### BRIEF A
List every header field name that appears in the opening lines of the cachesize commit.
### BRIEF B
Answer these questions using the cachesize commit, one answer per line:
(i) How much space does id2entry always use per page?
(ii) What is the default cache size when nothing is configured?
(iii) About how large is the input LDIF file in the test database?

### SOURCE EXTRACT
From: Tim Mooney <Tim.Mooney@ndsu.edu>
Date: Tue, 12 Apr 2011 22:57:57 +0000 (-0500)
Subject: ITS#6906 Update cachesize recommendations
X-Git-Url: https://git.sur5r.net/?a=commitdiff_plain;h=45b41fb41afe1411e329a7c208f3934bbf03d028;p=openldap

ITS#6906 Update cachesize recommendations

to remove references to indexes in Hash format

Fix whitespace error -- hyc
---

diff --git a/doc/guide/admin/tuning.sdf b/doc/guide/admin/tuning.sdf
index 5ba305a69f..03b866b3e5 100644
--- a/doc/guide/admin/tuning.sdf
+++ b/doc/guide/admin/tuning.sdf
@@ -234,10 +234,10 @@ will tell you how many internal pages are present in a database. You should
 check this number for both dn2id and id2entry.
 
 Also note that {{id2entry}} always uses 16KB per "page", while {{dn2id}} uses whatever 
-the underlying filesystem uses, typically 4 or 8KB. To avoid thrashing the, 
+the underlying filesystem uses, typically 4 or 8KB. To avoid thrashing,
 your cache must be at least as large as the number of internal pages in both 
-the {{dn2id}} and {{id2entry}} databases, plus some extra space to accommodate the actual 
-leaf data pages.
+the {{dn2id}} and {{id2entry}} databases, plus some extra space to accommodate
+the actual leaf data pages.
 
 For example, in my OpenLDAP 2.4 test database, I have an input LDIF file that's 
 about 360MB. With the back-hdb backend this creates a {{dn2id.bdb}} that's 68MB, 
@@ -252,23 +252,17 @@ This doesn't take into account other library overhead, so this is even lower
 than the barest minimum. The default cache size, when nothing is configured, 
 is only 256KB. 
 
-This 2.5MB number also doesn't take indexing into account. Each indexed attribute 
-uses another database file of its own, using a Hash structure.

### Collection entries
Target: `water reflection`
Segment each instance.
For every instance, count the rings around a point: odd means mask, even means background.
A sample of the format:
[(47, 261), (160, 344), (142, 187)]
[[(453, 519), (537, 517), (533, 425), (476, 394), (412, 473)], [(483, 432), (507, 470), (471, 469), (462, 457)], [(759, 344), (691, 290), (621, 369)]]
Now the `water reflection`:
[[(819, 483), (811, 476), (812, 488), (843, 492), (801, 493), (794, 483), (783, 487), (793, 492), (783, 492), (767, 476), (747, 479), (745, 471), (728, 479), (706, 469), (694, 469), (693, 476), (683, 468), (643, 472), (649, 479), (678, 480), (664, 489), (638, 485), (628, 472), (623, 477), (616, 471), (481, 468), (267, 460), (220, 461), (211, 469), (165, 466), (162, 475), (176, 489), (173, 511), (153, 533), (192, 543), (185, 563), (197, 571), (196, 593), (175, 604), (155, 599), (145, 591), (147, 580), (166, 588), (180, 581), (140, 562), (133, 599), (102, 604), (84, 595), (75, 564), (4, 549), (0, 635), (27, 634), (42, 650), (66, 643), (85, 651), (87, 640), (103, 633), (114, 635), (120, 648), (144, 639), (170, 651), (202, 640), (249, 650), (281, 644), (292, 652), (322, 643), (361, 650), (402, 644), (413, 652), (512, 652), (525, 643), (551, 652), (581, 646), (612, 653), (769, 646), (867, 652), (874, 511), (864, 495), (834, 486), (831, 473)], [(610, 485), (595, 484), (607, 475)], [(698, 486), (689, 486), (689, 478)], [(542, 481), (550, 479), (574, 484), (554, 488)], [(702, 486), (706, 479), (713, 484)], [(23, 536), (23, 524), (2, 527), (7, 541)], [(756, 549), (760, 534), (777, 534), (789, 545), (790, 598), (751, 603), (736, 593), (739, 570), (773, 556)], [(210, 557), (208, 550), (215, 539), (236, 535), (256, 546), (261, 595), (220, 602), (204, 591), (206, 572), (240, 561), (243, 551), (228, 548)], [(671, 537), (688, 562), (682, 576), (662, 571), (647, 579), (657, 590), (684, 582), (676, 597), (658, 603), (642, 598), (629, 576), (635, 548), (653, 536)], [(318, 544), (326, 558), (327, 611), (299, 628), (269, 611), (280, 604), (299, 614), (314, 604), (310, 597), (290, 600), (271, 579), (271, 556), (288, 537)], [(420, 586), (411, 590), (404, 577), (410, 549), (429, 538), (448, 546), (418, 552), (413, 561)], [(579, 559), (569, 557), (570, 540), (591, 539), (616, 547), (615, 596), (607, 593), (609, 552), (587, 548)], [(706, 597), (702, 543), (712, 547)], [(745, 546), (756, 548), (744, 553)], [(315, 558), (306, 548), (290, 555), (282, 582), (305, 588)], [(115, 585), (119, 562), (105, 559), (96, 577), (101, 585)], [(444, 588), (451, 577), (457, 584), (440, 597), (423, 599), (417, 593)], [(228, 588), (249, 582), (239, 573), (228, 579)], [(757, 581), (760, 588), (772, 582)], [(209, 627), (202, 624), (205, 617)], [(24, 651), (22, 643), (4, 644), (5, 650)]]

### TASK ANSWER A
From, Date, Subject, X-Git-Url

### TASK ANSWER B
(i) 16KB
(ii) 256KB
(iii) About 360MB